Extrait du texte =
----------

La première raison réside dans la divinité du Christ. Telle est notre foi qu’il est à la fois homme et Dieu. Il n’est pas inutile de le rappeler en ces temps de relativisme culturel et religieux. Tant pis si nous passons pour des « dogmatiques ». Mais si le Christ n’est pas Dieu, notre religion s’effondre. Or, si le Christ est Dieu, il en possède tous les attributs, notamment celui d’incompréhensibilité. Dieu a beau s’être révélé, Il n’en demeure pas moins incompréhensible. Comme le précisera le Concile de Latran en 1215 « entre le Créateur et la créature, on ne peut marquer tellement de ressemblance que la dissemblance entre eux ne soit plus grande encore. »
De même que le Christ est l’expression parfaite de Dieu, son Verbe et son Fils, égal avec Lui en dignité, de même est-il tout aussi incompréhensible que Lui. Après plus de deux millénaires de christianisme, il serait présomptueux de croire que nous le connaissons parfaitement. Comme le disait Saint Augustin à propos de Dieu : « Si tu crois Le comprendre, c’est que ce n’est pas Lui ». Le Christ est toujours au-delà de l’image que nous projetons sur lui. Agneau et pasteur, roi et serviteur, glorieux et présent néanmoins dans les plus faibles d’entre nous : il est toujours aussi difficile de le « saisir ». Même pour les croyants, il se tient au milieu des siens comme « celui que nous ne connaissons pas ». Bien qu’il ait fait connaître tout ce qu’il a appris de son Père (Jn 15, 15). Difficile aporie...
À ces raisons s’ajoute son invisibilité depuis l’Ascension. Nos yeux de chair ne peuvent l’appréhender, ce qui augmente d’autant son incognito.
Le Christ s’est identifié à tout homme. Les hommes le cherchent souvent au ciel, comme les apôtres au moment de l’Ascension, alors qu’il se trouve dans votre femme de ménage, ou dans la caissière de supermarché ! Comment connaître quelqu’un qui a tant de visages ? On dirait qu’il prend un malin plaisir à brouiller les pistes ! Le voilà dans le prêtre à la messe. Et quelques minutes après, ou simultanément, dans ce commercial bien cravaté, et encore dans ce chômeur qui n’en peut plus de voir ses demandes refusées. Il y a de quoi perdre la tête.

----------

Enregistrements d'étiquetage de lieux
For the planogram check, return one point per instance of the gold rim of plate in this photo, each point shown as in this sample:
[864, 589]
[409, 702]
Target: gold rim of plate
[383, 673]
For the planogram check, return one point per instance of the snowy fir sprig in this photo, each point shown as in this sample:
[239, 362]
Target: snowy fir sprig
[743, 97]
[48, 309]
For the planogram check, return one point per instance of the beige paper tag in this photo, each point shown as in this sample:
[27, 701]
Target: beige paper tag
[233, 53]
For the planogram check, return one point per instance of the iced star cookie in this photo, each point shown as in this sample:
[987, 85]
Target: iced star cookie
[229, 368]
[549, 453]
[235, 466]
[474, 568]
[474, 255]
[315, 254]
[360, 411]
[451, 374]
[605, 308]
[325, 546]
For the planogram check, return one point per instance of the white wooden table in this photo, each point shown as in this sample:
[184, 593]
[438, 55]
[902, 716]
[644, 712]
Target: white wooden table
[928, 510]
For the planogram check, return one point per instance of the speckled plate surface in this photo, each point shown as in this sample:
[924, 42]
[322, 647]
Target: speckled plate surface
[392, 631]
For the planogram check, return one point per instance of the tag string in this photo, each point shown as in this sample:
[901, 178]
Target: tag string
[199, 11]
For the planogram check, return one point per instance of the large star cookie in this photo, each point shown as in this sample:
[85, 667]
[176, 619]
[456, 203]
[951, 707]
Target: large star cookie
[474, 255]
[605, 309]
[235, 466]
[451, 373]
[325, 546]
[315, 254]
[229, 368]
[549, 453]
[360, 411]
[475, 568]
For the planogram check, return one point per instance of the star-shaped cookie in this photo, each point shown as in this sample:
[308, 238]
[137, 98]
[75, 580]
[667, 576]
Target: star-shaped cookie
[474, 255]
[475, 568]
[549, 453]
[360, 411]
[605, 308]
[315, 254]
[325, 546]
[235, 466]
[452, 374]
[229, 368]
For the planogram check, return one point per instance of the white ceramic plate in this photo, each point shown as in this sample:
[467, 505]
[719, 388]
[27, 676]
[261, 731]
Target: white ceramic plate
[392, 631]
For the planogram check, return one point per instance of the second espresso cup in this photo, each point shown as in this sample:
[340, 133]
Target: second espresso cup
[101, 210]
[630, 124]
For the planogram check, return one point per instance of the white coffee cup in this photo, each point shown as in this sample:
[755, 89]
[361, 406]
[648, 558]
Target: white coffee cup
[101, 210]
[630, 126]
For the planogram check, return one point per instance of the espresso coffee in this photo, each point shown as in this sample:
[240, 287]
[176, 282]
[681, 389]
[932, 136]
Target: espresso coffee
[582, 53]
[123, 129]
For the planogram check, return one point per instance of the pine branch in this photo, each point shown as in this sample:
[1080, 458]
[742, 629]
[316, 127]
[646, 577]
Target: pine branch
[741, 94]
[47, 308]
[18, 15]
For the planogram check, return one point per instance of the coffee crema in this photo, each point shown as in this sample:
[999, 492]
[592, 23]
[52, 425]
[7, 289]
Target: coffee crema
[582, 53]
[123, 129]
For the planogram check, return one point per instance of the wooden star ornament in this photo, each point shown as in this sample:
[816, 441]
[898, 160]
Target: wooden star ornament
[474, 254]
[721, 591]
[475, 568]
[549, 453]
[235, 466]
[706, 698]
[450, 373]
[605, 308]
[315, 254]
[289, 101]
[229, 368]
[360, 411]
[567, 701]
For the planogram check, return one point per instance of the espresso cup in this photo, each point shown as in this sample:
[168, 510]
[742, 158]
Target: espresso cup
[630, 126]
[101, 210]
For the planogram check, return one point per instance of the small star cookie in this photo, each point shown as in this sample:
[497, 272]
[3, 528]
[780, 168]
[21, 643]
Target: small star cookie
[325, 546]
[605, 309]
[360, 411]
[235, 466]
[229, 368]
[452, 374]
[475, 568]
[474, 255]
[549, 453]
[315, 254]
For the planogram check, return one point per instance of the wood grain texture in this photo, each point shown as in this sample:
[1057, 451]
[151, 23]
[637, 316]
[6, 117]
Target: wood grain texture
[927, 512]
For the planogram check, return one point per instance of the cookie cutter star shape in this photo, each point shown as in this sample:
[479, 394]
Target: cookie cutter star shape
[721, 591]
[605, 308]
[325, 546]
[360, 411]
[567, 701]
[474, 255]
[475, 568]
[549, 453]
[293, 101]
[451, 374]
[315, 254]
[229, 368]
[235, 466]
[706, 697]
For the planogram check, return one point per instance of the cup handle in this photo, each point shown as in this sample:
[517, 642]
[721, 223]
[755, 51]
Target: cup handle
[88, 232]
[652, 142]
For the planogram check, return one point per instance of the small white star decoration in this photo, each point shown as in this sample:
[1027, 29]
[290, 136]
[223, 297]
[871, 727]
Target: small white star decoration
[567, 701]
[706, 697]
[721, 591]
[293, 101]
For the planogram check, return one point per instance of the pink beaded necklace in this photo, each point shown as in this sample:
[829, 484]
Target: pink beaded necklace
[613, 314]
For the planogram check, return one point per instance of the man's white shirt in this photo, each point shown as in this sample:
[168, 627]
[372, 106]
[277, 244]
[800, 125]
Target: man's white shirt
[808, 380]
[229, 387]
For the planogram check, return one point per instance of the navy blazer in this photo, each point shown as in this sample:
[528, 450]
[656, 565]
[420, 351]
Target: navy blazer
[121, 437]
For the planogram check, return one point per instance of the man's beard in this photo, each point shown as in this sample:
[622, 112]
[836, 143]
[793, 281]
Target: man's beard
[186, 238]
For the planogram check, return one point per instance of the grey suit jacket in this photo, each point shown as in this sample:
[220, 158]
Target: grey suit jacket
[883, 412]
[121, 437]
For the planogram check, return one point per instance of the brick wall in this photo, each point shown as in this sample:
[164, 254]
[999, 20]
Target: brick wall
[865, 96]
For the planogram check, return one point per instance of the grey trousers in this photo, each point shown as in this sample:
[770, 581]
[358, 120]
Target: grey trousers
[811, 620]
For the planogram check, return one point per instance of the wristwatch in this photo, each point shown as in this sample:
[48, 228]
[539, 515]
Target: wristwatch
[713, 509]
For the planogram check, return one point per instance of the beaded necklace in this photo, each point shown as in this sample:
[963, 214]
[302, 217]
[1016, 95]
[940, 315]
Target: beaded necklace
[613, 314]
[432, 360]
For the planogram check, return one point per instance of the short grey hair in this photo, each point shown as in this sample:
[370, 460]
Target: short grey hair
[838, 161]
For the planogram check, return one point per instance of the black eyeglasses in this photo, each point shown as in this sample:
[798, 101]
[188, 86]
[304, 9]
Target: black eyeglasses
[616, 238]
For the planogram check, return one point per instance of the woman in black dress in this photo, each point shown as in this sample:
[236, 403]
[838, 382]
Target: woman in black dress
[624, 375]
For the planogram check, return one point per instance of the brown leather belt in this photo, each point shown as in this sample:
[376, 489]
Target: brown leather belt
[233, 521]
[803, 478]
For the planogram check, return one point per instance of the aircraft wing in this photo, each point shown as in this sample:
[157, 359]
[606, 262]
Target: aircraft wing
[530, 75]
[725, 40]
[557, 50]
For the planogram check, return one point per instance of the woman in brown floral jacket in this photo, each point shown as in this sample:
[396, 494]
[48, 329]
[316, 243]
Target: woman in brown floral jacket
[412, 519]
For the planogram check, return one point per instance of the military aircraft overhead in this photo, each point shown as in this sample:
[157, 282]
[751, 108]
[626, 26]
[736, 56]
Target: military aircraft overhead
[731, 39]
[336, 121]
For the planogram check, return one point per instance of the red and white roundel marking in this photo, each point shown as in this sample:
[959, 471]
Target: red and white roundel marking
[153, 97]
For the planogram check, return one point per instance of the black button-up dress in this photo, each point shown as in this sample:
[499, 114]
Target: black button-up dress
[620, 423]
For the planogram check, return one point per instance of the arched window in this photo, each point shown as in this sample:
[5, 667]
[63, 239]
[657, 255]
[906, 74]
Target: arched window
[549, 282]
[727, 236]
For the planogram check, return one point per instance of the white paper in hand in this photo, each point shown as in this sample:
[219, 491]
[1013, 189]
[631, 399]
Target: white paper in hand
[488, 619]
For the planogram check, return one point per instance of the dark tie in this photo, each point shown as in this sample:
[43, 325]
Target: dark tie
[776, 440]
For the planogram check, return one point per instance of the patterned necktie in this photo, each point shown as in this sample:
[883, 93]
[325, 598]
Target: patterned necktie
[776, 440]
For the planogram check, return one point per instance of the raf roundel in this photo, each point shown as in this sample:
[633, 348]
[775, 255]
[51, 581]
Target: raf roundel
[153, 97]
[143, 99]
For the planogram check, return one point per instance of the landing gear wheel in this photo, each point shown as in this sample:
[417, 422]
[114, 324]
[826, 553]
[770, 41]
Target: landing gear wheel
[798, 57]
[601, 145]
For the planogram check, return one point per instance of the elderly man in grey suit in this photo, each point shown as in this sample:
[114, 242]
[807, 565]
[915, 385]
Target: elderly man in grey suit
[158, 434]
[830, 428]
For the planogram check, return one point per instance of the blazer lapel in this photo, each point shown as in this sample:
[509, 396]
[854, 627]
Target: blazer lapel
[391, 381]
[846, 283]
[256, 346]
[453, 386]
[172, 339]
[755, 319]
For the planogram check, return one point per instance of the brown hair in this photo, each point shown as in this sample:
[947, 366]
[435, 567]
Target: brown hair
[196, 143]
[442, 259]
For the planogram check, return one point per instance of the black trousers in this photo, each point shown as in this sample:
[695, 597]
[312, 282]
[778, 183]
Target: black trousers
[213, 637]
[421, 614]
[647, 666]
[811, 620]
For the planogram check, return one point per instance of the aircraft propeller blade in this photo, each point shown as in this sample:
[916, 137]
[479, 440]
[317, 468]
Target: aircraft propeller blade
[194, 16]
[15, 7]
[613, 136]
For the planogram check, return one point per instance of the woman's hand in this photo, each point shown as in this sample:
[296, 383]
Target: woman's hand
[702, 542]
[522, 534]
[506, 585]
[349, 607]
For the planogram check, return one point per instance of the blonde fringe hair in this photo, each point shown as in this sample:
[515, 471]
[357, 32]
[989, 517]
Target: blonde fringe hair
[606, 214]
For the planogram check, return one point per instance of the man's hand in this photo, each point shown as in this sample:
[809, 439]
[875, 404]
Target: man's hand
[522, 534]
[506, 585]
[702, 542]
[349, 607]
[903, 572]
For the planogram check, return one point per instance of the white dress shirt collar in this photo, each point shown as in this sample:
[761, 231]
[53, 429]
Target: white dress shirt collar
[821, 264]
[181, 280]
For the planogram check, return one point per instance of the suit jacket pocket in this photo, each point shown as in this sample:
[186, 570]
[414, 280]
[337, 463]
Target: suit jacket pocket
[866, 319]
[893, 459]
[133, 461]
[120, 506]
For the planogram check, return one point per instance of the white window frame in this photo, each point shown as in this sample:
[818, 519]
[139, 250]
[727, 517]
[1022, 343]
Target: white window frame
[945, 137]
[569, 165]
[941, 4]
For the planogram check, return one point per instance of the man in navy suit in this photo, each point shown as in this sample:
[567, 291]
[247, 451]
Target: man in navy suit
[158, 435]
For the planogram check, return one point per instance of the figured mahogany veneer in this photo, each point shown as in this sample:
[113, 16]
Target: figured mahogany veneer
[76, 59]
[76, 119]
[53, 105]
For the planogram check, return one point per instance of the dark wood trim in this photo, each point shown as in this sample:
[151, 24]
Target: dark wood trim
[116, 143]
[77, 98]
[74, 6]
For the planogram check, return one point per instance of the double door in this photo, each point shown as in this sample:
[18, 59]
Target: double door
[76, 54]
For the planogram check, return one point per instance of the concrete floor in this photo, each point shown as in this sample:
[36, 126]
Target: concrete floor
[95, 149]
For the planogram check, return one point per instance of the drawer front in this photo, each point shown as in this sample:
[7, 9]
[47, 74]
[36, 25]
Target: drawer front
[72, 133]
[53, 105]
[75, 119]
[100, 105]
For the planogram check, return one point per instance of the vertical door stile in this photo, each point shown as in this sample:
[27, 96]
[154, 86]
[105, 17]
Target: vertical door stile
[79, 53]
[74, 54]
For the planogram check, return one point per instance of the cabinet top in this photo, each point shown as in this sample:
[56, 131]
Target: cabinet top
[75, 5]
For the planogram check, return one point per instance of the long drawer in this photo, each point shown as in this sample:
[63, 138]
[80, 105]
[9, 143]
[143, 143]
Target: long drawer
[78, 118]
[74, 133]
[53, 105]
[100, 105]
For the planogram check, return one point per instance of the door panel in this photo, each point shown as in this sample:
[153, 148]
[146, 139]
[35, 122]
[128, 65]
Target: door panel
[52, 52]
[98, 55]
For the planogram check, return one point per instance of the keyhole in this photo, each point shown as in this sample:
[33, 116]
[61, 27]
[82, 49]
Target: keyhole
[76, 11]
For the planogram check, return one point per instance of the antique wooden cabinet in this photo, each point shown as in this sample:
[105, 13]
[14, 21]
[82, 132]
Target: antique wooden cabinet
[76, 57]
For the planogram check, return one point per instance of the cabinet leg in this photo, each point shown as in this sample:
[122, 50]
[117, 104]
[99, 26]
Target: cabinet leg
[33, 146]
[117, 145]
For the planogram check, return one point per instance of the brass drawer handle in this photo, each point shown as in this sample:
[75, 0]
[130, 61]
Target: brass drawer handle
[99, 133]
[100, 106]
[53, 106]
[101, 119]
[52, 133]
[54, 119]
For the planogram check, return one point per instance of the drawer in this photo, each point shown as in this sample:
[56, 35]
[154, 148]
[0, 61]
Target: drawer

----------

Énoncé posé 1 = D'après l'extrait sur le Christ, en quelle année le Concile de Latran a-t-il apporté la précision qui y est citée ?
Énoncé posé 2 = Citez l'extrait sur le Christ, en commençant à « À ces raisons » et en terminant à « perdre la tête. ».

Réponse finale 1 = En 1215.

Réponse finale 2 =
À ces raisons s’ajoute son invisibilité depuis l’Ascension. Nos yeux de chair ne peuvent l’appréhender, ce qui augmente d’autant son incognito.
Le Christ s’est identifié à tout homme. Les hommes le cherchent souvent au ciel, comme les apôtres au moment de l’Ascension, alors qu’il se trouve dans votre femme de ménage, ou dans la caissière de supermarché ! Comment connaître quelqu’un qui a tant de visages ? On dirait qu’il prend un malin plaisir à brouiller les pistes ! Le voilà dans le prêtre à la messe. Et quelques minutes après, ou simultanément, dans ce commercial bien cravaté, et encore dans ce chômeur qui n’en peut plus de voir ses demandes refusées. Il y a de quoi perdre la tête.